→ Data
---

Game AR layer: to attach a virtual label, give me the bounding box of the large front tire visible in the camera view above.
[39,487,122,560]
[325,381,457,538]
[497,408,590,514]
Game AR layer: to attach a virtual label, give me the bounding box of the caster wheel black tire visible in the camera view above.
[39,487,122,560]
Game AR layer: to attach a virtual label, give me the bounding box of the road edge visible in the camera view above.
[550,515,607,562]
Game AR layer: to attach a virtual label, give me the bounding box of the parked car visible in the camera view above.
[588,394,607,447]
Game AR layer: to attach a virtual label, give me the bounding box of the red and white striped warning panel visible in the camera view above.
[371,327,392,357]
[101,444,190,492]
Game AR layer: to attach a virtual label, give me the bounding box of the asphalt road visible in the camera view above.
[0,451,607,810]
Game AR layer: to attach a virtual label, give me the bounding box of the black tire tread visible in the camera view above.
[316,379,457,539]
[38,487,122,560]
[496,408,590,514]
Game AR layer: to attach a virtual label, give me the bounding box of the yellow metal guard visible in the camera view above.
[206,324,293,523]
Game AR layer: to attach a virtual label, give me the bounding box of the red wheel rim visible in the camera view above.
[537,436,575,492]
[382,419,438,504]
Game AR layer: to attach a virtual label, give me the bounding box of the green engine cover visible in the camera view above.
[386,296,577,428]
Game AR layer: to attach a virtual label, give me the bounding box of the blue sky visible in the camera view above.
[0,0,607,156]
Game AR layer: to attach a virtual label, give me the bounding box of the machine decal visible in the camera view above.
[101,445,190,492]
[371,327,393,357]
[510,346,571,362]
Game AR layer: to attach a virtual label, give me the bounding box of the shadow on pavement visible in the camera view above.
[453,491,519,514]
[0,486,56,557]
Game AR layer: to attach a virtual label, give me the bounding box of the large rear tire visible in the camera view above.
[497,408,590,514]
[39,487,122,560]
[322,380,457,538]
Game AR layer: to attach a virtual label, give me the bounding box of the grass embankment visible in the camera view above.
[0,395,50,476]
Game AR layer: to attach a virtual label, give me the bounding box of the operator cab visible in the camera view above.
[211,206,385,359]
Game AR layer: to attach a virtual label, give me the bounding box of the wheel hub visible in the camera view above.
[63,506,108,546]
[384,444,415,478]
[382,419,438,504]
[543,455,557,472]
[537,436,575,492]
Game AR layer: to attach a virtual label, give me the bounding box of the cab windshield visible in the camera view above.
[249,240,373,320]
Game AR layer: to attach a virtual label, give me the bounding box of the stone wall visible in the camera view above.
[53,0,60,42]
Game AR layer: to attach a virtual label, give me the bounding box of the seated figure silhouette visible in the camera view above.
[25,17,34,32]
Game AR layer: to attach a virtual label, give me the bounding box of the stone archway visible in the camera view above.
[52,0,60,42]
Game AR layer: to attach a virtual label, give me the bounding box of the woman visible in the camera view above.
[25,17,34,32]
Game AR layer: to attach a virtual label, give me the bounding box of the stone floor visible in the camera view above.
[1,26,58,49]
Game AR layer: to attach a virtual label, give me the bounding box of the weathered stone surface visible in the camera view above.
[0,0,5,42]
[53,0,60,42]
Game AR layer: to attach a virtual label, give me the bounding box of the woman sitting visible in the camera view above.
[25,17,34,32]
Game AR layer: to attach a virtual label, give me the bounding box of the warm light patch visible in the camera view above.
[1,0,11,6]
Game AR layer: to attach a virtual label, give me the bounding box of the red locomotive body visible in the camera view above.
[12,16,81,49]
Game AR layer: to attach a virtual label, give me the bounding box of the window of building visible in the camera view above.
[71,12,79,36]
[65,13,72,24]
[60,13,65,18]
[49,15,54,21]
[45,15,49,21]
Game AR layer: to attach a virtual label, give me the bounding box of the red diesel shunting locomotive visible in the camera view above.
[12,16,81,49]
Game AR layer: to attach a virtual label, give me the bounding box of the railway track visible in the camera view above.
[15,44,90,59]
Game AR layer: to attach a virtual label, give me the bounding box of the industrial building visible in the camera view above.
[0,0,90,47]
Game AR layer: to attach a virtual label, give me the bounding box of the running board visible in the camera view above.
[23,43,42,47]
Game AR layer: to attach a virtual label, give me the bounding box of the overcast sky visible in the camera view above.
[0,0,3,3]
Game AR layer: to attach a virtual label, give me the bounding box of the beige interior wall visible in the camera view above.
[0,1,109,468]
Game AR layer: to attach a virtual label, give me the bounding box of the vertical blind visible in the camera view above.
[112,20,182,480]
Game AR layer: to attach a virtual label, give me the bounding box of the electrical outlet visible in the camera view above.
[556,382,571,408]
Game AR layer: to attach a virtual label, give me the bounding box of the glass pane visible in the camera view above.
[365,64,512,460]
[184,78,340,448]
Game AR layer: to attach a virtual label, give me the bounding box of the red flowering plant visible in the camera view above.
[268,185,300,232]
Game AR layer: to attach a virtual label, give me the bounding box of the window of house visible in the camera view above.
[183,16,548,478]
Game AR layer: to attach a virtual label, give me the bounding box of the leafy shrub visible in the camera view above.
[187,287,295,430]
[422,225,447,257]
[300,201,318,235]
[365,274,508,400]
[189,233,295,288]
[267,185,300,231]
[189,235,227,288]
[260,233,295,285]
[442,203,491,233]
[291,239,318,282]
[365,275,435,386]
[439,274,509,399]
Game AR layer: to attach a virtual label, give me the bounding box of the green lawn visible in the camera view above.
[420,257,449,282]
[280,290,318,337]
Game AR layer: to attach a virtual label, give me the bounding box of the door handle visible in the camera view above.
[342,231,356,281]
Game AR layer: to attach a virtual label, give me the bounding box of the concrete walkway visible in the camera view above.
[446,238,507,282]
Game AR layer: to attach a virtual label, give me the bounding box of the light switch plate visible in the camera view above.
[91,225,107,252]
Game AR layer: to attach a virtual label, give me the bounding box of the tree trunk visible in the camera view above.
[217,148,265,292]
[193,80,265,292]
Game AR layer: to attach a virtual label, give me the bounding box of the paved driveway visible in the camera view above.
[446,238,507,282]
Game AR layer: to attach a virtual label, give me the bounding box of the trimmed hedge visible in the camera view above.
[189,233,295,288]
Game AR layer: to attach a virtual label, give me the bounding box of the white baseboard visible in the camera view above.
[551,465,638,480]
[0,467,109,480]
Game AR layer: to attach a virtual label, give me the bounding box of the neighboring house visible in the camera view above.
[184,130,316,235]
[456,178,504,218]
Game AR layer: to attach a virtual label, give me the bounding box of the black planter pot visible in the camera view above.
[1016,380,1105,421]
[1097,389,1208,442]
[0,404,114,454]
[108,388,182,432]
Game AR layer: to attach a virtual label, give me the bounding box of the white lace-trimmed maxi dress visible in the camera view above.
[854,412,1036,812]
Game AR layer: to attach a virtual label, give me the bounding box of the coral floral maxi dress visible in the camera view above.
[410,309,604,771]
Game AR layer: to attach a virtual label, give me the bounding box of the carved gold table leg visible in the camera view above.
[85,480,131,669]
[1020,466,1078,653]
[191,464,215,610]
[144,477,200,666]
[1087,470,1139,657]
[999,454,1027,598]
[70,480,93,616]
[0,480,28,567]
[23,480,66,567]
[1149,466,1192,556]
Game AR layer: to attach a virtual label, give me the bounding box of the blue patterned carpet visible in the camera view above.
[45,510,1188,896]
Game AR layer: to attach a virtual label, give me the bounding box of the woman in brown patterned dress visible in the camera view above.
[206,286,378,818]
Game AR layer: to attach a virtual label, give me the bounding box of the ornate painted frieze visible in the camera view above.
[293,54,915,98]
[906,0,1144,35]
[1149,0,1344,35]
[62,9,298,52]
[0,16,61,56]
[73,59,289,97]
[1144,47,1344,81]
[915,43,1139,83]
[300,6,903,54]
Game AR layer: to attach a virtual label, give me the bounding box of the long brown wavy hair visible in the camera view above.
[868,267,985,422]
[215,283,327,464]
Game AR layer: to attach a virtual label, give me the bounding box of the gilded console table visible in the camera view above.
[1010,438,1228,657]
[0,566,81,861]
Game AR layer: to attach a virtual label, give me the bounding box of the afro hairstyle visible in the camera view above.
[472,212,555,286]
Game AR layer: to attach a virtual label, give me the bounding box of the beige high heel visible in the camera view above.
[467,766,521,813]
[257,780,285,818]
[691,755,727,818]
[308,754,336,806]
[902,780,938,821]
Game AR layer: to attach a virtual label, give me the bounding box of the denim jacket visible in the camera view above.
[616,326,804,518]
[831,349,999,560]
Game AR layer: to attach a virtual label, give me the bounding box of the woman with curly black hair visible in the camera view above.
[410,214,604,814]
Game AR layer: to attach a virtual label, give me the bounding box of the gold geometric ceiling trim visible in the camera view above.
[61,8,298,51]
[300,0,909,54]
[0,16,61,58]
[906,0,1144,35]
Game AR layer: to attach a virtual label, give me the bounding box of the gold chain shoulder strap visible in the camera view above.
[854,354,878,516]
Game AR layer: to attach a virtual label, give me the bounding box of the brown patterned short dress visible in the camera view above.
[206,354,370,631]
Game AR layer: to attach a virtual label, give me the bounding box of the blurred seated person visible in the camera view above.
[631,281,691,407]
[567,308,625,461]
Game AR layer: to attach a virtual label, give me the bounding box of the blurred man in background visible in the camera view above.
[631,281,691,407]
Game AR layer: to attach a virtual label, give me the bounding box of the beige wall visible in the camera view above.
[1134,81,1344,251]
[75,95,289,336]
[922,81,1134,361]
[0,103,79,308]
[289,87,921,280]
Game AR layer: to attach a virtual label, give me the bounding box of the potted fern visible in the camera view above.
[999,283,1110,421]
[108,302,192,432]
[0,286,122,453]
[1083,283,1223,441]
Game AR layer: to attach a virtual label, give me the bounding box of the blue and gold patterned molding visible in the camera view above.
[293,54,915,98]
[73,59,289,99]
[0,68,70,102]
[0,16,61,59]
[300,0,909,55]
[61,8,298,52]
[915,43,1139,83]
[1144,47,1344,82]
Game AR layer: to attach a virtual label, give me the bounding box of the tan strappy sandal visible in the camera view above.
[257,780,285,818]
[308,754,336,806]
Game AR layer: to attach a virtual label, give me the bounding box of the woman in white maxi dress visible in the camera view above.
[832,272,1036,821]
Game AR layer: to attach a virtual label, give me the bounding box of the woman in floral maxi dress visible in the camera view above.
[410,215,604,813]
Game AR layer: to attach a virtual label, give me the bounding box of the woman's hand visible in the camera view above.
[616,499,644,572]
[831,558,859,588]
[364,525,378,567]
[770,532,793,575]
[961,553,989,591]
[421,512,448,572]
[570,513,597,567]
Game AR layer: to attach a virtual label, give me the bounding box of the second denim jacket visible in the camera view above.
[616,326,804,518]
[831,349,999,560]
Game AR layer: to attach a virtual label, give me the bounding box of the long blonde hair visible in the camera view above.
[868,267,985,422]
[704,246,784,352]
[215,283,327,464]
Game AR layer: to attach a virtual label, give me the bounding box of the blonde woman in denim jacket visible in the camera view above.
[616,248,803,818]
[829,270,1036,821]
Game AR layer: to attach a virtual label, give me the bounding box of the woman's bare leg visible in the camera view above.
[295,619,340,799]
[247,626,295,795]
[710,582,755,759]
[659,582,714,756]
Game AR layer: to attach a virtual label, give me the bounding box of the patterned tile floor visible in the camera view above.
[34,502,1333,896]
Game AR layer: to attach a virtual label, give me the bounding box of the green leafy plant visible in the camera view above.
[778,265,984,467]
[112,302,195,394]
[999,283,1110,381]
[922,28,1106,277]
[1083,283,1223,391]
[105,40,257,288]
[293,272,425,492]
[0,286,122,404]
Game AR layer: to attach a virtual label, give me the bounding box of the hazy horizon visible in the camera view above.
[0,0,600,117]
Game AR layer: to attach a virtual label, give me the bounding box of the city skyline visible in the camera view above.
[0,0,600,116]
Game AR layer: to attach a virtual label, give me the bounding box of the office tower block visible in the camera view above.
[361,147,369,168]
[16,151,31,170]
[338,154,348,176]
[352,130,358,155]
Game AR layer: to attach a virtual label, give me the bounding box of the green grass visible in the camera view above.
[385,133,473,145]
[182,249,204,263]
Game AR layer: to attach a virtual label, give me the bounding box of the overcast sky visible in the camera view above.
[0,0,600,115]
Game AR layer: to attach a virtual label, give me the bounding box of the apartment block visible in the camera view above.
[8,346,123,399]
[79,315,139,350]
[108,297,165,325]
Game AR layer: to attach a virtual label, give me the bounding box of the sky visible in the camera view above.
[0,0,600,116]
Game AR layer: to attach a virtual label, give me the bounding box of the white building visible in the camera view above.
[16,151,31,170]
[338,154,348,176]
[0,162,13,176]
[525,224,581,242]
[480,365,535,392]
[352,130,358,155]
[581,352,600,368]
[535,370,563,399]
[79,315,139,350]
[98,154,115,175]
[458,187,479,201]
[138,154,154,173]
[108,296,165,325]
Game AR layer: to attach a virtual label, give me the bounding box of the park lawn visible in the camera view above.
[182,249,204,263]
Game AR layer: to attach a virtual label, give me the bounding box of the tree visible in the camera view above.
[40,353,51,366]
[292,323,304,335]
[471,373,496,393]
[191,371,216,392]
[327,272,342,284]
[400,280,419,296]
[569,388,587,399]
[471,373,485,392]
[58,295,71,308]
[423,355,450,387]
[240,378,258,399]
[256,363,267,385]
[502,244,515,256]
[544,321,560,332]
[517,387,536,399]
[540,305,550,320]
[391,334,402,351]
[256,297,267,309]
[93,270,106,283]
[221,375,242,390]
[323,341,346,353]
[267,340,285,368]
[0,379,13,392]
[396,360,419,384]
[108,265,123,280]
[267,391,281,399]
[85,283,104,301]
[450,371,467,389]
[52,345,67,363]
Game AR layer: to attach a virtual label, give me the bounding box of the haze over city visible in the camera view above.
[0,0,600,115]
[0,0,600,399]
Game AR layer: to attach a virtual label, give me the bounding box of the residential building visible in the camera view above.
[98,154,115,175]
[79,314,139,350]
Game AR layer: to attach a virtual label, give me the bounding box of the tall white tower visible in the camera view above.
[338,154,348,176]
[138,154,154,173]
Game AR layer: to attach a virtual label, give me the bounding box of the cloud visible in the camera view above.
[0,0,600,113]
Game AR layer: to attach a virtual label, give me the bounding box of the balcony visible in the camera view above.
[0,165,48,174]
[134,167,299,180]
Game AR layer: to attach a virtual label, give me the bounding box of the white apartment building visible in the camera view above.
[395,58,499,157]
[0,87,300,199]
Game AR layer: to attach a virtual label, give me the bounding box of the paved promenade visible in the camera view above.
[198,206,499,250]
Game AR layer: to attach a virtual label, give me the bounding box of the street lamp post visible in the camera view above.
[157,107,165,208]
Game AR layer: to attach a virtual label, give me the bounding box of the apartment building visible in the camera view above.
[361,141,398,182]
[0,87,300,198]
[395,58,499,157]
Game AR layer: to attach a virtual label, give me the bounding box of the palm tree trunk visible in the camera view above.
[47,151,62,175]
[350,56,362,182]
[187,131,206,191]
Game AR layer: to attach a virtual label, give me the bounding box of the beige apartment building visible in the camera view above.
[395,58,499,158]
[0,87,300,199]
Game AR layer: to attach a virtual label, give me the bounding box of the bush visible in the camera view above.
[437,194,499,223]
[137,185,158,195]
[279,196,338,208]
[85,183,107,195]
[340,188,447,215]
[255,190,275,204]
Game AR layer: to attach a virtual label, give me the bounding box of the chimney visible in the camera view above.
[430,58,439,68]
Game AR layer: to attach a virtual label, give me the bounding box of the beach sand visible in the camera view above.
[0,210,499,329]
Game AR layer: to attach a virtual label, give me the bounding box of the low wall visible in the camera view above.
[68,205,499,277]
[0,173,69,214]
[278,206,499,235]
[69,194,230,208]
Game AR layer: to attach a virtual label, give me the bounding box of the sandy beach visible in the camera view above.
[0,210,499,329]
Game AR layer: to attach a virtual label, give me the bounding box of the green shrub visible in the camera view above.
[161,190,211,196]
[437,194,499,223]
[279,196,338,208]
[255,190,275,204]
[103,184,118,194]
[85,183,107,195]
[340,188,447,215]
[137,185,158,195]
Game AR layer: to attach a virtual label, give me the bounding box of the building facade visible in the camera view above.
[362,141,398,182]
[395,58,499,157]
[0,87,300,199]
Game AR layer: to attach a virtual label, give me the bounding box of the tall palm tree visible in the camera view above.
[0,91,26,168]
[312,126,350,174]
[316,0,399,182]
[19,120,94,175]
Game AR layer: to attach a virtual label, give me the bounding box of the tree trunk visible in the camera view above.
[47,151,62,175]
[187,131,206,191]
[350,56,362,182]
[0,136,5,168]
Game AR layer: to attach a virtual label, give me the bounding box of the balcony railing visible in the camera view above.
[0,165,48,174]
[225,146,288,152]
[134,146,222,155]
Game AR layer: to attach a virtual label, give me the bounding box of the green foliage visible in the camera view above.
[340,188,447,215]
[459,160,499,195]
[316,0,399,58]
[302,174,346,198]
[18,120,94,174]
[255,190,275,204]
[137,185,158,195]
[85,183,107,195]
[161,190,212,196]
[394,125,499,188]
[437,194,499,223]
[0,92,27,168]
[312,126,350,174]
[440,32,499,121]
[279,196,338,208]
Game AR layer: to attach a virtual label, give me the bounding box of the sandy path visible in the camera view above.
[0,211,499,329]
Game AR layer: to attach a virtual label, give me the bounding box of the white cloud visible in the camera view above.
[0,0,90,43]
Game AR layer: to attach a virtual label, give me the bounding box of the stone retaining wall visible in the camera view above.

---

→ Given problem
Select every line of the rows above that contains the word "floral", and copy each one in full. Case counts.

→ Output
Game AR layer: to attach a virtual label, give me the bounding box of the coral floral maxi dress visible in the camera view above.
Game AR layer: to attach a virtual label, give me the bounding box of the woman in floral maxi dress visible in the camera view above.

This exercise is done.